▶ _WHAT YOU NEED TO DO_:
**A.** Reproduce the passage on Chekhov's "The Beggar" between "As in other" and "Approach Is Better?", inclusive.
**B.** Answer these questions from the passage on Chekhov's "The Beggar":
(i) In what year did Chekhov complete the story?
(ii) What was Saint Petersburg renamed in 1924?
(iii) What does Lushkov have to agree to do before Skvortsov helps him?

▶ _TEXT_:
● ● ● ● ●

The action takes place in Saint Petersburg, Russia, in the late 19th Century at the home of a lawyer and at the ticket booth of a theater. Saint Petersburg–in northwestern Russia on both banks of the Neva River–was the capital of Russia between 1712 and 1918. Its name was changed to Petrograd in 1914, Leningrad in 1924, and back to Saint Petersburg in 1991.
Lushkov: Beggar who
lies about his plight to arouse the sympathy of a lawyer and thereby get
a handout from him.
“The Beggar” is a short story told with realism and restraint. Chekhov completed it in 1887.
As in other short stories
he wrote, Chekhov assumes the role of a third-person narrator who reports
the details of a simple plot as if he is a witness observing the scenes
and listening to the characters. He does not enter the minds of Lushkov,
Skvortsov, or Olga to report their thoughts. Rather, he allows the characters’
actions and conversations to reveal their personalities and feelings. Chekhov
also presents the setting and the events as quite ordinary and mundane
even though what is taking place appears extraordinary in some way. The
writing is to the point, avoiding excesses in descriptions and striving
always to present a realistic and truthful portrayal of life in Czarist
Helping the Destitute: Which Approach Is Better?
Skvortsov the lawyer helps Lushkov the beggar only after the latter agrees to chop wood for the lawyer, who believes honest labor will reform Lushkov. Olga, on the other hand, helps Lushkov without making demands on him. True, she roundly scolds him with a sharp tongue, but she ends up chopping the wood for him. Whose approach to helping the needy is better, Skvortsov's or Olga's? That is an important question Chekhov poses in this story as an articulation of his theme. The author does not answer it; nor does he preach in favor of one approach or the the other. Proponents of no-strings-attached government assistance may fairly argue that Olga's approach is the more humane and more effective. Proponents of bootstrap private-enterprise may fairly argue that Skvortsov's approach is the more humane and effective because it forces Lushkov to begin taking charge of his destiny.

● ● ● ● ●

▶ _PROVIDED INFORMATION_:
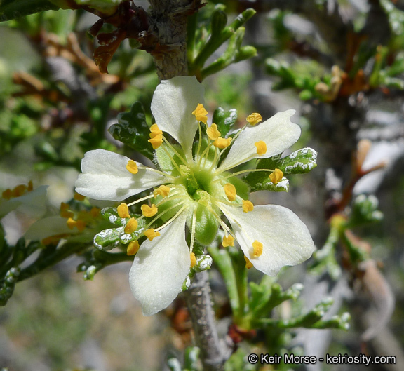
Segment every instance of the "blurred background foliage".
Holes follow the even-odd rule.
[[[146,1],[135,3],[147,8]],[[404,2],[215,3],[192,15],[189,27],[189,67],[203,80],[208,111],[236,108],[241,126],[252,112],[265,119],[294,108],[302,135],[292,151],[311,147],[318,152],[318,168],[304,177],[291,175],[288,194],[254,194],[255,203],[294,210],[319,249],[308,267],[285,269],[276,280],[248,271],[247,300],[256,317],[235,312],[227,293],[229,281],[220,274],[226,274],[220,254],[236,266],[237,252],[210,250],[218,330],[226,334],[230,327],[238,346],[225,370],[290,369],[246,363],[245,355],[260,352],[393,355],[396,365],[370,368],[403,370]],[[225,36],[226,25],[250,6],[256,14]],[[29,180],[34,188],[49,185],[46,215],[58,214],[61,202],[75,205],[73,184],[86,151],[104,148],[140,158],[108,132],[119,113],[137,101],[151,122],[149,107],[159,83],[152,57],[135,40],[126,39],[108,64],[109,74],[100,73],[93,59],[100,43],[88,32],[97,20],[81,9],[59,10],[0,24],[0,188]],[[114,30],[107,23],[101,29]],[[17,243],[34,220],[18,210],[4,217],[7,243]],[[161,314],[143,317],[127,285],[128,263],[81,282],[82,274],[74,271],[83,257],[92,262],[90,241],[81,241],[81,257],[17,285],[0,310],[0,366],[162,370],[168,352],[170,368],[180,370],[175,360],[182,359],[191,340],[182,298]],[[292,286],[295,282],[304,286],[299,300],[302,288]],[[260,316],[258,304],[267,306],[270,318]],[[345,311],[351,316],[348,331],[313,328],[346,328]],[[291,319],[296,325],[288,325]]]

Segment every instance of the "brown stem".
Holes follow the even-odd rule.
[[[201,0],[149,1],[152,11],[149,22],[158,39],[156,48],[150,54],[159,79],[187,76],[187,18],[201,6]],[[219,340],[207,272],[195,276],[191,288],[184,292],[184,295],[204,371],[222,370],[231,352]]]
[[[184,294],[196,345],[201,349],[203,371],[223,370],[224,363],[231,355],[231,349],[219,340],[216,331],[208,273],[196,274],[191,288]]]

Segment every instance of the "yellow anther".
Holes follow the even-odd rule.
[[[99,209],[98,208],[92,208],[91,210],[90,210],[90,215],[93,217],[97,217],[100,213],[101,210]]]
[[[126,170],[131,174],[137,174],[137,164],[133,160],[129,160],[126,164]]]
[[[208,116],[206,116],[208,114],[208,111],[205,109],[203,104],[198,103],[198,106],[196,106],[196,108],[192,112],[192,114],[195,116],[196,120],[198,121],[202,121],[205,124],[208,122]]]
[[[134,255],[137,251],[139,251],[139,243],[137,241],[133,241],[129,243],[126,249],[126,255]]]
[[[212,140],[216,140],[222,134],[217,130],[217,125],[213,123],[210,128],[206,129],[206,134],[209,137],[209,139]]]
[[[10,198],[11,198],[12,196],[13,193],[11,191],[11,189],[10,189],[10,188],[8,188],[5,191],[4,191],[3,193],[1,194],[1,197],[3,197],[3,198],[4,198],[5,200],[9,200]]]
[[[85,196],[78,194],[77,192],[74,192],[74,196],[73,196],[73,198],[78,201],[82,201],[86,198]]]
[[[149,238],[149,241],[153,241],[154,237],[159,237],[159,236],[160,236],[160,233],[155,232],[153,228],[149,228],[149,229],[146,229],[146,231],[143,232],[143,234]]]
[[[254,252],[252,253],[252,256],[254,257],[258,257],[262,255],[262,243],[258,242],[255,240],[252,243],[252,248],[254,249]]]
[[[140,208],[142,209],[143,215],[147,217],[154,217],[159,210],[154,204],[152,205],[152,206],[149,206],[149,205],[142,205]]]
[[[247,269],[250,269],[250,268],[252,268],[252,263],[251,262],[250,262],[250,260],[248,259],[248,258],[244,255],[244,260],[245,260],[245,268],[247,268]]]
[[[121,203],[116,208],[116,211],[120,217],[130,217],[129,208],[126,203]]]
[[[66,222],[67,227],[69,229],[73,229],[75,227],[79,229],[80,232],[82,232],[86,228],[86,222],[83,220],[74,220],[72,218],[69,217]]]
[[[231,236],[224,236],[223,237],[223,242],[222,242],[224,248],[228,248],[229,246],[234,246],[234,237]]]
[[[70,211],[69,208],[70,206],[69,204],[62,202],[60,203],[60,216],[62,217],[72,217],[74,215],[74,213],[72,211]]]
[[[150,126],[150,137],[154,138],[159,135],[163,135],[163,132],[159,128],[156,123],[154,123]]]
[[[166,197],[170,193],[170,189],[168,186],[165,186],[164,184],[161,185],[159,188],[154,189],[153,196],[154,196],[155,198],[159,195],[162,196],[163,197]]]
[[[237,196],[236,187],[231,183],[227,183],[224,187],[224,193],[229,201],[234,201]]]
[[[231,143],[231,138],[217,138],[215,142],[213,142],[213,145],[216,148],[220,148],[223,149],[224,148],[228,147]]]
[[[137,229],[137,220],[134,217],[131,217],[129,222],[126,223],[123,231],[127,234],[133,234]]]
[[[69,229],[73,229],[73,228],[74,228],[74,227],[77,224],[77,222],[76,222],[76,220],[73,220],[72,218],[69,217],[66,222],[66,224],[67,224],[67,227],[69,227]]]
[[[274,184],[277,184],[282,180],[283,177],[283,173],[281,170],[275,169],[271,174],[269,174],[269,179]]]
[[[153,149],[157,149],[163,143],[163,135],[157,134],[154,137],[149,139],[147,142],[152,143]]]
[[[248,213],[254,210],[254,205],[248,200],[243,200],[243,210],[244,213]]]
[[[194,252],[191,252],[191,268],[194,268],[195,264],[196,264],[196,257],[195,257],[195,254]]]
[[[267,144],[263,140],[254,143],[257,147],[257,154],[259,155],[265,154],[267,153]]]
[[[257,125],[262,121],[262,116],[257,113],[251,114],[247,116],[247,121],[250,125]]]

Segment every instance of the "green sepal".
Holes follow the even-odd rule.
[[[217,125],[217,130],[224,137],[237,121],[237,109],[233,108],[229,111],[224,111],[221,107],[217,107],[213,112],[212,122]]]
[[[59,6],[48,0],[2,0],[0,21],[13,20],[45,11],[57,11]]]
[[[150,144],[150,143],[149,143]],[[171,147],[181,156],[183,158],[185,157],[182,149],[176,144],[171,144]],[[170,174],[175,177],[180,175],[178,169],[173,163],[173,160],[177,165],[182,164],[182,161],[174,151],[167,144],[163,143],[155,151],[155,156],[154,159],[154,163],[157,165],[161,171]]]
[[[216,237],[219,222],[206,206],[198,204],[196,207],[195,238],[203,245],[210,245]]]
[[[116,140],[133,148],[149,159],[153,159],[153,147],[148,142],[150,130],[140,102],[135,102],[129,112],[119,114],[118,123],[112,125],[108,131]]]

● ● ● ● ●

▶ _ANSWERS TO THIS EXERCISE_:
**A.**
As in other short stories
he wrote, Chekhov assumes the role of a third-person narrator who reports
the details of a simple plot as if he is a witness observing the scenes
and listening to the characters. He does not enter the minds of Lushkov,
Skvortsov, or Olga to report their thoughts. Rather, he allows the characters’
actions and conversations to reveal their personalities and feelings. Chekhov
also presents the setting and the events as quite ordinary and mundane
even though what is taking place appears extraordinary in some way. The
writing is to the point, avoiding excesses in descriptions and striving
always to present a realistic and truthful portrayal of life in Czarist
Helping the Destitute: Which Approach Is Better?

**B.**
(i) 1887
(ii) Leningrad
(iii) Chop wood for Skvortsov